Scientific classification
- Kingdom: Animalia
- Phylum: Chordata
- Class: Chondrichthyes
- Subclass: Elasmobranchii
- Division: Selachii
- Order: Carcharhiniformes
- Family: Carcharhinidae
- Genus: Negaprion
- Species: N. acutidens
- Binomial name: Negaprion acutidens (Rüppell, 1837)
- Synonyms: Aprionodon acutidens queenslandicus Whitley, 1939 Carcharias acutidens Rüppell, 1837 Carcharias forskalii* Klunzinger, 1871 Carcharias munzingeri Kossmann & Räuber, 1877 Eulamia odontaspis Fowler, 1908 Hemigaleops fosteri Schultz & Welander, 1953 Mystidens innominatus Whitley, 1944 Negaprion queenslandicus Whitley, 1939 Odontaspis madagascariensis Fourmanoir, 1961 * ambiguous synonym

= Sicklefin lemon shark =

- Genus: Negaprion
- Species: acutidens
- Authority: (Rüppell, 1837)

Recorded data
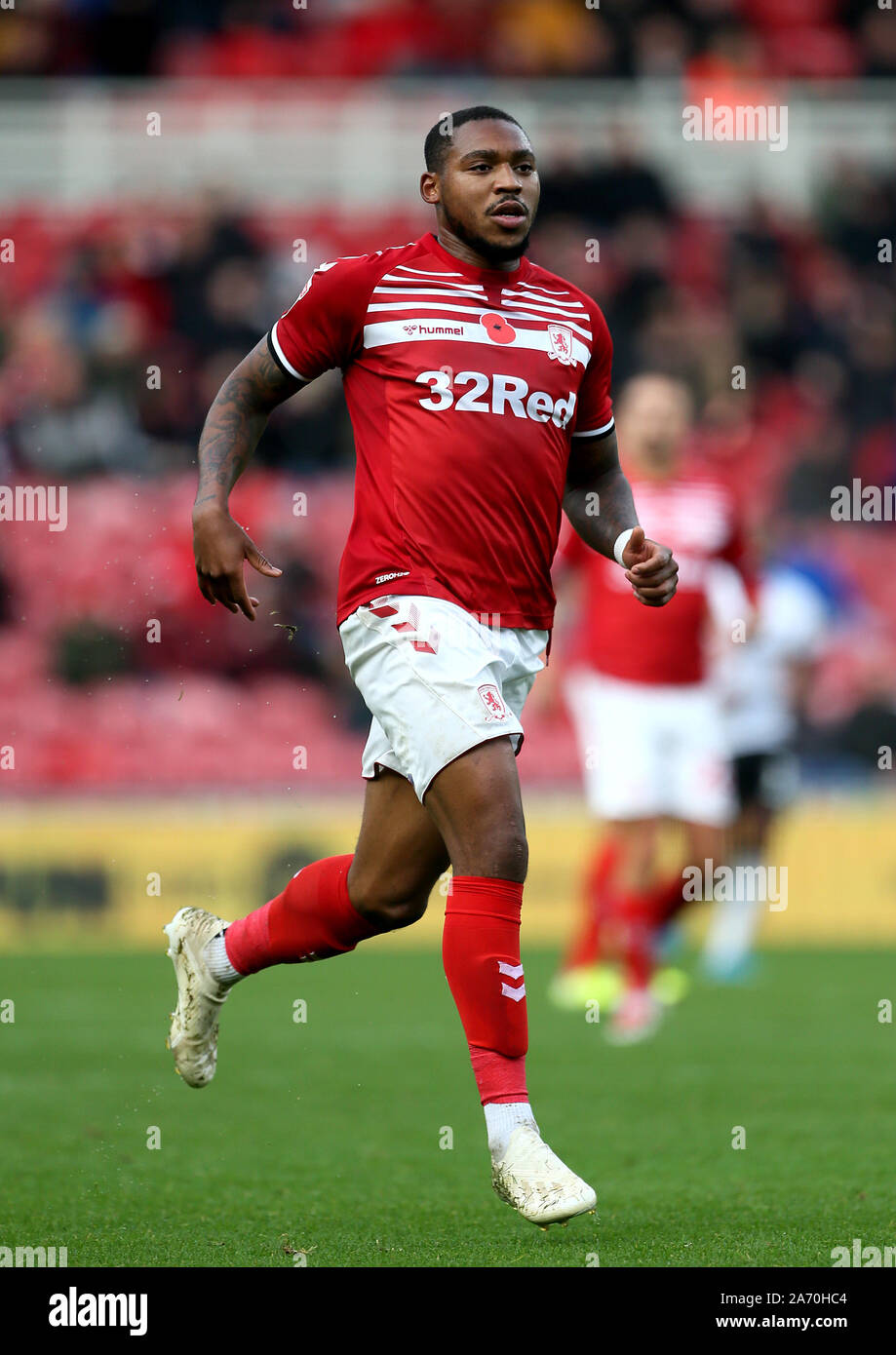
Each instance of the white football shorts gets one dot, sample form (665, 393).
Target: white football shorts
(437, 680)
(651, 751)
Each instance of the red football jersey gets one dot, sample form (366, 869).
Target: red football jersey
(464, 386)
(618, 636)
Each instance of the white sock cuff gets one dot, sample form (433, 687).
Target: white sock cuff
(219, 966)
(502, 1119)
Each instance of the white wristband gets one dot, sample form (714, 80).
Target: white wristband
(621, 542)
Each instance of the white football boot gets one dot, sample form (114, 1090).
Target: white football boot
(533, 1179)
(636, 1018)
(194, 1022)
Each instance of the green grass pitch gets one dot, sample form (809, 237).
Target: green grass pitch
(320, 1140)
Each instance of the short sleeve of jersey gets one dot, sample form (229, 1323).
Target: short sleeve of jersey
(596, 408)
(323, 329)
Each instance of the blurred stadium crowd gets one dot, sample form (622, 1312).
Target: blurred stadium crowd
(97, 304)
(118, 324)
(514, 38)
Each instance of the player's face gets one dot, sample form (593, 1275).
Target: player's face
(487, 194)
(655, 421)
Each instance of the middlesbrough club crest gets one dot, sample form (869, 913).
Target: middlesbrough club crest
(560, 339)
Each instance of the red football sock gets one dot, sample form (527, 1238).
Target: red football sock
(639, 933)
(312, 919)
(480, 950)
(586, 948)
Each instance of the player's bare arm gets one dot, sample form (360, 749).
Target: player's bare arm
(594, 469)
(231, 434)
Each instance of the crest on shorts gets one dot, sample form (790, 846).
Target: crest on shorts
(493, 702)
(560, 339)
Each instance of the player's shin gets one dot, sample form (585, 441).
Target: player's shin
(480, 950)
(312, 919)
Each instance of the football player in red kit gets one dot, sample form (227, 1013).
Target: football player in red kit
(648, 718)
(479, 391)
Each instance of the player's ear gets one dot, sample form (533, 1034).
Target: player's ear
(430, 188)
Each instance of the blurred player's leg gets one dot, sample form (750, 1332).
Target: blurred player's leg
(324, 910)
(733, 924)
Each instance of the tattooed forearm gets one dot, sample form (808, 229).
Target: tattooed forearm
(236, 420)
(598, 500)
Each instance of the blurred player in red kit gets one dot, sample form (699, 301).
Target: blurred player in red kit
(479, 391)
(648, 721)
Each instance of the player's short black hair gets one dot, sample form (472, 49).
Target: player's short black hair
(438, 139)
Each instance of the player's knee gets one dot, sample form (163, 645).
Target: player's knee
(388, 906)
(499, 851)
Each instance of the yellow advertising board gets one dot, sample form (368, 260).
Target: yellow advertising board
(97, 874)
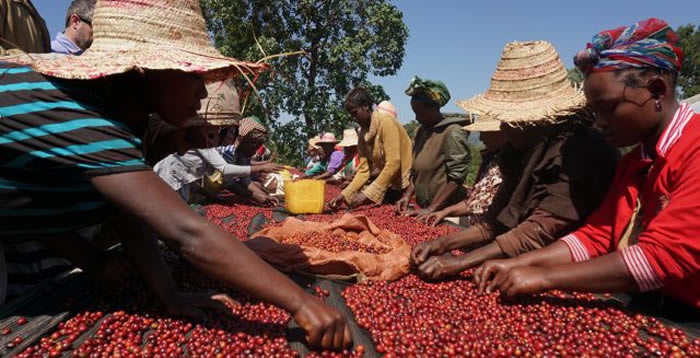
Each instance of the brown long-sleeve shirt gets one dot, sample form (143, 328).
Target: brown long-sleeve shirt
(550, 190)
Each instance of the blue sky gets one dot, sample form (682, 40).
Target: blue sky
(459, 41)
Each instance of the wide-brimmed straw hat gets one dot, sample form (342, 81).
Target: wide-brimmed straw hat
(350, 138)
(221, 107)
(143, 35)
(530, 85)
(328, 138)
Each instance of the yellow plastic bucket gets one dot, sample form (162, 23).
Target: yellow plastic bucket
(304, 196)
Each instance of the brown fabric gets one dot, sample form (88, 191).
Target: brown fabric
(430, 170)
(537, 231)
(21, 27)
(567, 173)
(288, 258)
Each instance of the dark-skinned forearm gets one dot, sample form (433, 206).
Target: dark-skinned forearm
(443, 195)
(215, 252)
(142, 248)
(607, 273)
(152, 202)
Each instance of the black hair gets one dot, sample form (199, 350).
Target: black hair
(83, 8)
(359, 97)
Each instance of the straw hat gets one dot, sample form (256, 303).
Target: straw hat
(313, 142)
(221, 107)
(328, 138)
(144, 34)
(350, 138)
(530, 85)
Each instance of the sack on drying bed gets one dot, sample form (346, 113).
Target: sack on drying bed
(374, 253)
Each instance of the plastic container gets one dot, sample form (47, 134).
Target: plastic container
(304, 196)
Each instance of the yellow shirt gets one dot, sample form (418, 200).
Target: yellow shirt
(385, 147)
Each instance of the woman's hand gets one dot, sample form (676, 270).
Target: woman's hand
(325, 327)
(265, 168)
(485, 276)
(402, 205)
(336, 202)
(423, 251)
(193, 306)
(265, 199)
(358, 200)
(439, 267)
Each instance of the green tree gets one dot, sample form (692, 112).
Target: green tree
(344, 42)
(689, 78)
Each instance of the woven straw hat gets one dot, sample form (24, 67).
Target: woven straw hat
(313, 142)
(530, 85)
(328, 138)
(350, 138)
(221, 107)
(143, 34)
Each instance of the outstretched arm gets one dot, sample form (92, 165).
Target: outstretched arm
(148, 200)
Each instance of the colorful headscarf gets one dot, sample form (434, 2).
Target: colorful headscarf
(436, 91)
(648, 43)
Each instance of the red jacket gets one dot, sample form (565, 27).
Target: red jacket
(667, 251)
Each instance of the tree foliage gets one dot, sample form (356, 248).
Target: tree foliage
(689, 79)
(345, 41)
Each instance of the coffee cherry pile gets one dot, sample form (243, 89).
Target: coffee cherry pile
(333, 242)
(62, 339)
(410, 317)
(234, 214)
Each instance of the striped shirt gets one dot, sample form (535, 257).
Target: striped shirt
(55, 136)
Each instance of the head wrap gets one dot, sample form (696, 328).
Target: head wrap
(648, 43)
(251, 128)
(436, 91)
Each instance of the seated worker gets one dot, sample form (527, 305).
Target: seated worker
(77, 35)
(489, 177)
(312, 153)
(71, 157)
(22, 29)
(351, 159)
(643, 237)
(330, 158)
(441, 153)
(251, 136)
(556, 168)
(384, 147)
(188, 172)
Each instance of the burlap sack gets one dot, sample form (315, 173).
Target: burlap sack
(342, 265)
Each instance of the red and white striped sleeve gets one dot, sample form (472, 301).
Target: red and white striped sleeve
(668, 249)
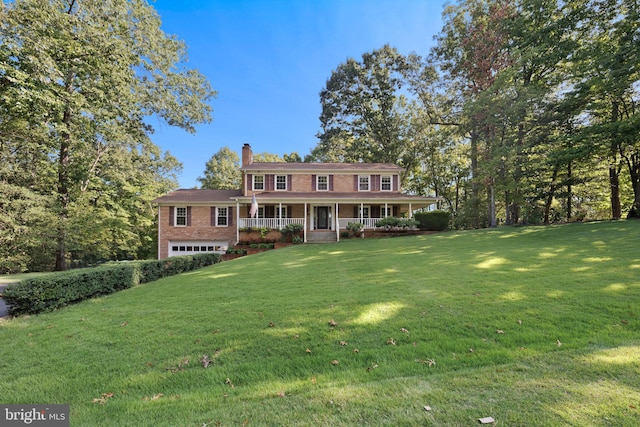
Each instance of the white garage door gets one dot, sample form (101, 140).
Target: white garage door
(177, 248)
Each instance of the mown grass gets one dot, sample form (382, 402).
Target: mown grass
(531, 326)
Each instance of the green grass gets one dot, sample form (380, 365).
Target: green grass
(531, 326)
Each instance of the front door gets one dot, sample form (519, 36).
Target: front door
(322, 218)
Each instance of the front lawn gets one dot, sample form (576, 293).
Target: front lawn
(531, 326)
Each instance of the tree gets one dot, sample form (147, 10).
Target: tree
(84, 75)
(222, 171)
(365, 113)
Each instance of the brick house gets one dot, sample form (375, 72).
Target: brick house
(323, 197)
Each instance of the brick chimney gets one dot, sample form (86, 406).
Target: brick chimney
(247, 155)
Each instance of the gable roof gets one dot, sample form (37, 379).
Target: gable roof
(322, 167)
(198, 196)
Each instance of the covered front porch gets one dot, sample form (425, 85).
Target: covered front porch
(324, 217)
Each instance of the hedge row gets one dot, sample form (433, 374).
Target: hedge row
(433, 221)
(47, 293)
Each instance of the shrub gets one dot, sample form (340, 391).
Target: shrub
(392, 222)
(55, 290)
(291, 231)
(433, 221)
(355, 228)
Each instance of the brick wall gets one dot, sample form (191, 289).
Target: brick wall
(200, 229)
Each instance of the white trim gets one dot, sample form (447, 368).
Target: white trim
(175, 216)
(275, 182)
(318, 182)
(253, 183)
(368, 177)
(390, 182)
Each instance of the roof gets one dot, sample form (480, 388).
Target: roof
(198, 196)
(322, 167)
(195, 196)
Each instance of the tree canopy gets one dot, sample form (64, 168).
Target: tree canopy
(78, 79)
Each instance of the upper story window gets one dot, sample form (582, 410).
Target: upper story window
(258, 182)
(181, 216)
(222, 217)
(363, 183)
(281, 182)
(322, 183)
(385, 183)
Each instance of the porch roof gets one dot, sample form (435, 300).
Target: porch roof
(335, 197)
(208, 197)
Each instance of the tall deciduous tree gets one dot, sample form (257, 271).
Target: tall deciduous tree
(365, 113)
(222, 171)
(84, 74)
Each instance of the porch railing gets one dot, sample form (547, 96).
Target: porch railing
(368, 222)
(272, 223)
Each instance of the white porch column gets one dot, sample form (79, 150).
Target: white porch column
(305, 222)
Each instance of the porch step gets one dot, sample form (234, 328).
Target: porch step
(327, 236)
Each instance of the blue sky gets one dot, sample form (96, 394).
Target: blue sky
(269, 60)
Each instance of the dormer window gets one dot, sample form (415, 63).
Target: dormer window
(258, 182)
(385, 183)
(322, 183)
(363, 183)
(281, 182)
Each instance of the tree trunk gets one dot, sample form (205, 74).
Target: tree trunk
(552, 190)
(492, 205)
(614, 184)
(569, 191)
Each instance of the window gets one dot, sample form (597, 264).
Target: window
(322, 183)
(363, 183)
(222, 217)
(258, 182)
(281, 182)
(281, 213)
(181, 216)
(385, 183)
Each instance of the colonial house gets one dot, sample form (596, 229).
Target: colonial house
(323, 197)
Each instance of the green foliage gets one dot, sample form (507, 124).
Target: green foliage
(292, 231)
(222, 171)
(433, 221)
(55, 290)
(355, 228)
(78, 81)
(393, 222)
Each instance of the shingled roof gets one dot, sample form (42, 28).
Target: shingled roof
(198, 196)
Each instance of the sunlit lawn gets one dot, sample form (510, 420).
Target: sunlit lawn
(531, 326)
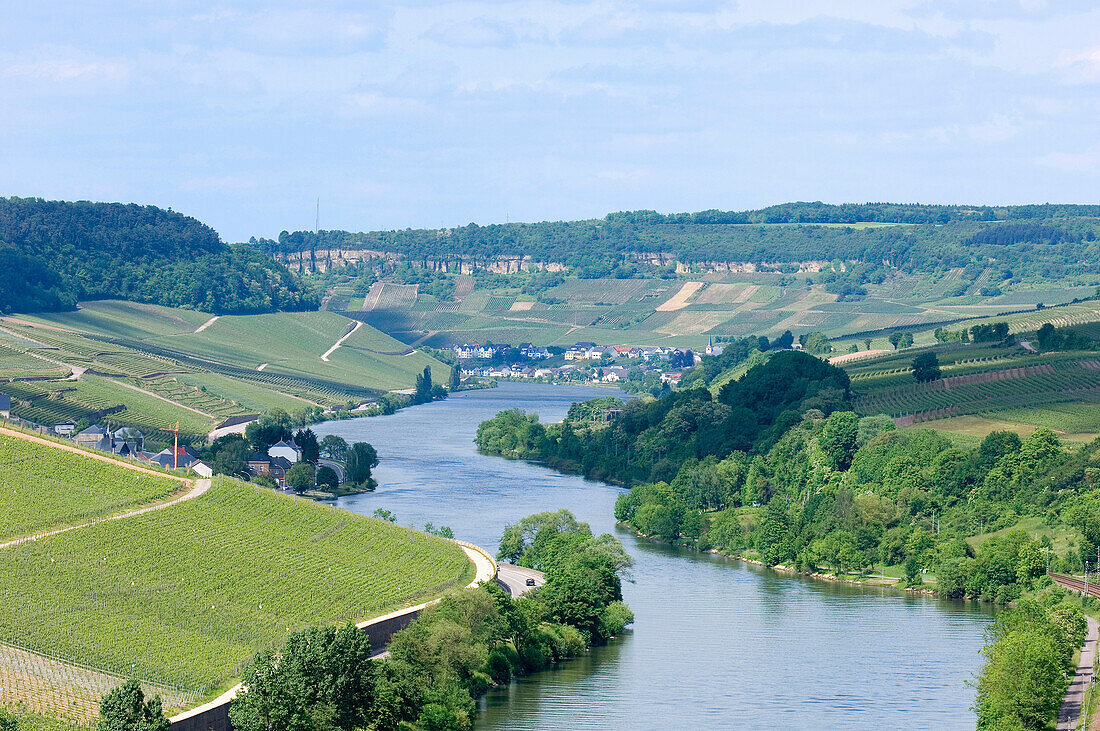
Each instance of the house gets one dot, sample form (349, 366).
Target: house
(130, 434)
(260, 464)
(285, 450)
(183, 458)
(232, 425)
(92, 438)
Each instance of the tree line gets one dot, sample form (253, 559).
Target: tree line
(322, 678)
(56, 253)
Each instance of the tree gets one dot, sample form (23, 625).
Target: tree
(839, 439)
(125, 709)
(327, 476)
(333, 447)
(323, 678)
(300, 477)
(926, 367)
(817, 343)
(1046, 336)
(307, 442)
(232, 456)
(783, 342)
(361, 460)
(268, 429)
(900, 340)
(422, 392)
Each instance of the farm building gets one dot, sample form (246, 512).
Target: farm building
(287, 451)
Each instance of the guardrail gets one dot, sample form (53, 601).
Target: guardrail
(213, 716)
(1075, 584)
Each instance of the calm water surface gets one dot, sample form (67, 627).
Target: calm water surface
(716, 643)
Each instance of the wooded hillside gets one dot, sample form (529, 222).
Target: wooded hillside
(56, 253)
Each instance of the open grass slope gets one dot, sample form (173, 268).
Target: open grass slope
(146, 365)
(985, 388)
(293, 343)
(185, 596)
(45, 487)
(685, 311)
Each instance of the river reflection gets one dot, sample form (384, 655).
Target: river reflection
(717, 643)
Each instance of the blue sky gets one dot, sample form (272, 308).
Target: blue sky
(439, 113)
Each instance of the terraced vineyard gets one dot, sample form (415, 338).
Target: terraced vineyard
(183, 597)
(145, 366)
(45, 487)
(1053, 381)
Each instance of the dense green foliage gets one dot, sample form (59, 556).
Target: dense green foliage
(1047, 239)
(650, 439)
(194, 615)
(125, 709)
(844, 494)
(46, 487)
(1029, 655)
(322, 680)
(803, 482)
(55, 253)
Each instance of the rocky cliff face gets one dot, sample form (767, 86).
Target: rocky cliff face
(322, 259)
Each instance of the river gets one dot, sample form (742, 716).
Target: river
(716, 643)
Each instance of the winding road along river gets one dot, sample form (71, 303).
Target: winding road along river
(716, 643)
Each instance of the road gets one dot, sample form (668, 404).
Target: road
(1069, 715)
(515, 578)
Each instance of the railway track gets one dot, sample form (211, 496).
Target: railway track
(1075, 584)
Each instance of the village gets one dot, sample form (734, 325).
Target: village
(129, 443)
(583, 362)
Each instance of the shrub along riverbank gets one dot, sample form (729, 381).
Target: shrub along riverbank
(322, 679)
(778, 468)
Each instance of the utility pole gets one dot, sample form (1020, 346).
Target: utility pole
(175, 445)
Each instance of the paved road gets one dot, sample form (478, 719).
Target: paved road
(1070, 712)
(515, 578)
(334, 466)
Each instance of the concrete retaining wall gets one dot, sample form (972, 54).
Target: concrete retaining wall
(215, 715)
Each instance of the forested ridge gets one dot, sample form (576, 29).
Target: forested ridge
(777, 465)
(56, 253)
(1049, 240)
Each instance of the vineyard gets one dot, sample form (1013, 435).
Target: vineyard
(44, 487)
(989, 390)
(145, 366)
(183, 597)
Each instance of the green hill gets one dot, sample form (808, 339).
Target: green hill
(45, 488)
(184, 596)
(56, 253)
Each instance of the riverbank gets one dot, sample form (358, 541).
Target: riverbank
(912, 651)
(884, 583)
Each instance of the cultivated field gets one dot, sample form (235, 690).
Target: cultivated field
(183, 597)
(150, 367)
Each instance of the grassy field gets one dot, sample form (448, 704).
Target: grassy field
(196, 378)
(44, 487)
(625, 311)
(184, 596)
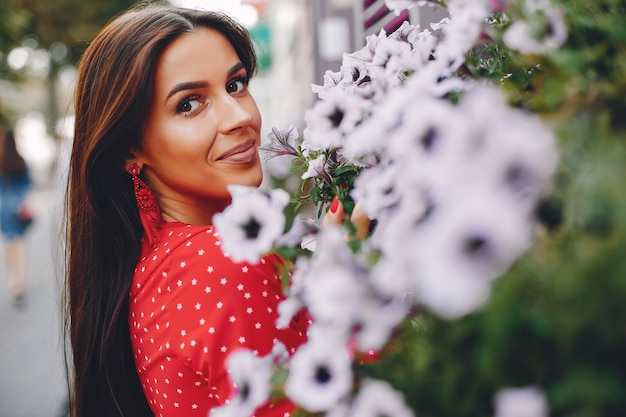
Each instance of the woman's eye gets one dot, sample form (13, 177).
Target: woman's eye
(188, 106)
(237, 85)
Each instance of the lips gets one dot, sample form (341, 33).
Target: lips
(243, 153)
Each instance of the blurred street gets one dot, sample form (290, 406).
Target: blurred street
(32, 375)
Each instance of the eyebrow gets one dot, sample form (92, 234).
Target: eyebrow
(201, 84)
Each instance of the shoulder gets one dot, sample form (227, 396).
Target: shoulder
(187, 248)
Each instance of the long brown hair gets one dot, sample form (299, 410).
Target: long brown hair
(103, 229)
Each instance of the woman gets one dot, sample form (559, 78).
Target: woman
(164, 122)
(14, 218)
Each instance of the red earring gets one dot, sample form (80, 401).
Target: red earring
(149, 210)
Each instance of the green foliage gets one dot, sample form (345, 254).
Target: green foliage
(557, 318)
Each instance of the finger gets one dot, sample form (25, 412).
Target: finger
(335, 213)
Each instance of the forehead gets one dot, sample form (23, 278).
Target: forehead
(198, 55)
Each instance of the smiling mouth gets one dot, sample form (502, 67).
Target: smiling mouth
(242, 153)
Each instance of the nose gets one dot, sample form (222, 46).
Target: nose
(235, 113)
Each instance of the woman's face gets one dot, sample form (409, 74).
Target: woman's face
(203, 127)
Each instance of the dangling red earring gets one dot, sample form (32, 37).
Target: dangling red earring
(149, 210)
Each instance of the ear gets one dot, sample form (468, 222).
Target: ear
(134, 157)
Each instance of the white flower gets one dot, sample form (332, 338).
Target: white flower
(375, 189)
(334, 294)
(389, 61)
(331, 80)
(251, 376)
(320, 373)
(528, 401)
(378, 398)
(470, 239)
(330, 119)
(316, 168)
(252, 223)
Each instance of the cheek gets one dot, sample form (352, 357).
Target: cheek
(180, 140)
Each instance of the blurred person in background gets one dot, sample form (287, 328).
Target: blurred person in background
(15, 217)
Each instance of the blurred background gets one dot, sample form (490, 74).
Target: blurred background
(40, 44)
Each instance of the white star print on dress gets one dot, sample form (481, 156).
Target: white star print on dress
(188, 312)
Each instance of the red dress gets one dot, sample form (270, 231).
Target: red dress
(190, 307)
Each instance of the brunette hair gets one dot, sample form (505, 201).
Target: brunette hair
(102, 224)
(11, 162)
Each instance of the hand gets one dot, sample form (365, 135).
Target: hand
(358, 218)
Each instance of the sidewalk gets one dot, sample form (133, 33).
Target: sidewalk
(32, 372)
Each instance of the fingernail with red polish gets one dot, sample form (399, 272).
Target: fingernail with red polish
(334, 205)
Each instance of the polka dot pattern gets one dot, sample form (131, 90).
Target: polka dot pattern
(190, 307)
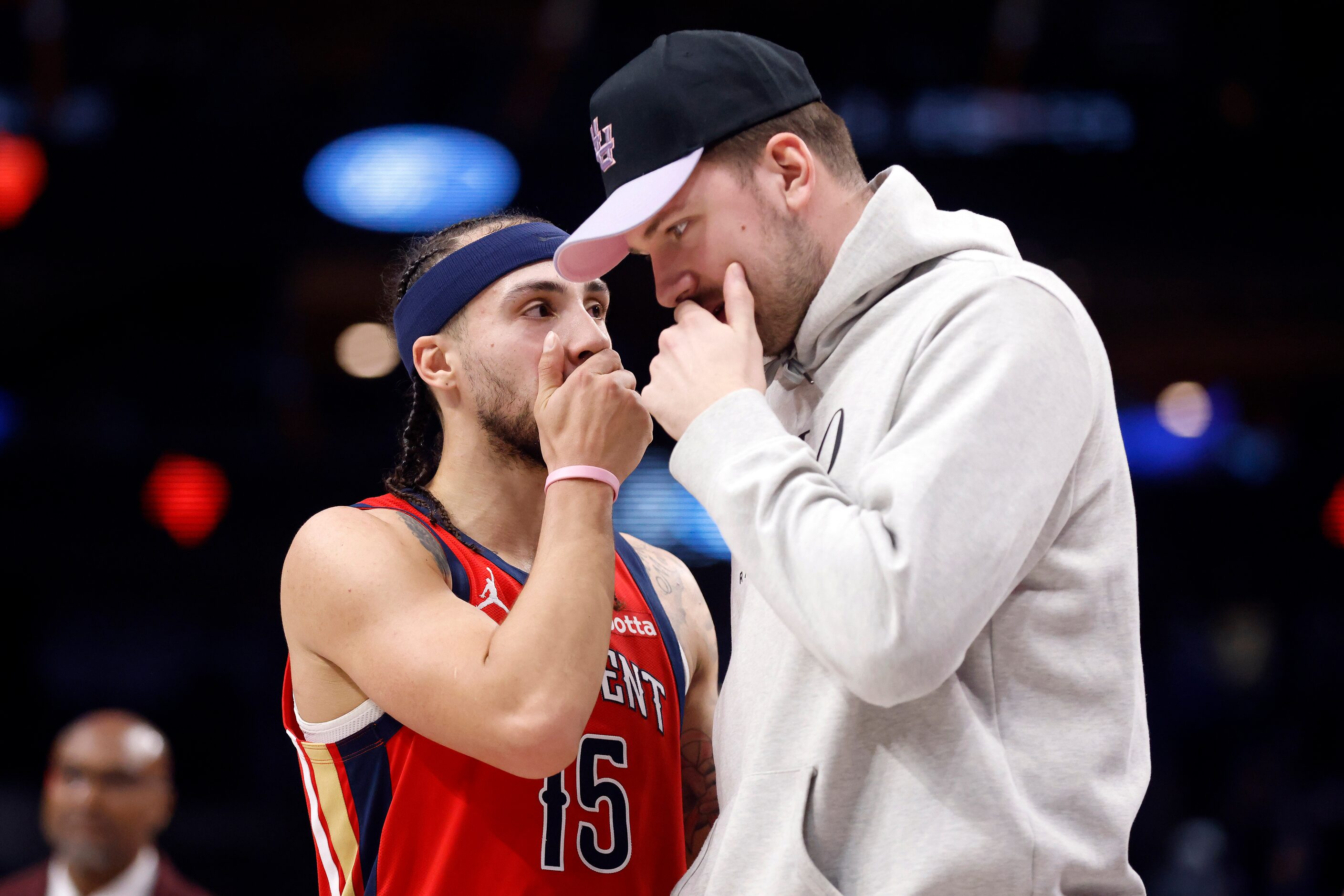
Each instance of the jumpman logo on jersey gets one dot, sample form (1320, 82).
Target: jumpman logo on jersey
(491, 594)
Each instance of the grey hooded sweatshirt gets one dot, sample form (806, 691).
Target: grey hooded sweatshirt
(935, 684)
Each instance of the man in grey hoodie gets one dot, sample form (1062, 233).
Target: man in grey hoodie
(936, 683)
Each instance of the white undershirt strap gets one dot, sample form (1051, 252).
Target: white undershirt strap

TASK DESCRIPTION:
In the sicklefin lemon shark classification, why is the name Carcharias forskalii marked with an asterisk? The recorded data plays no part in what comes next.

ANSWER SPACE:
The asterisk marks Carcharias forskalii as an ambiguous synonym, as the note at the end of the synonym list states.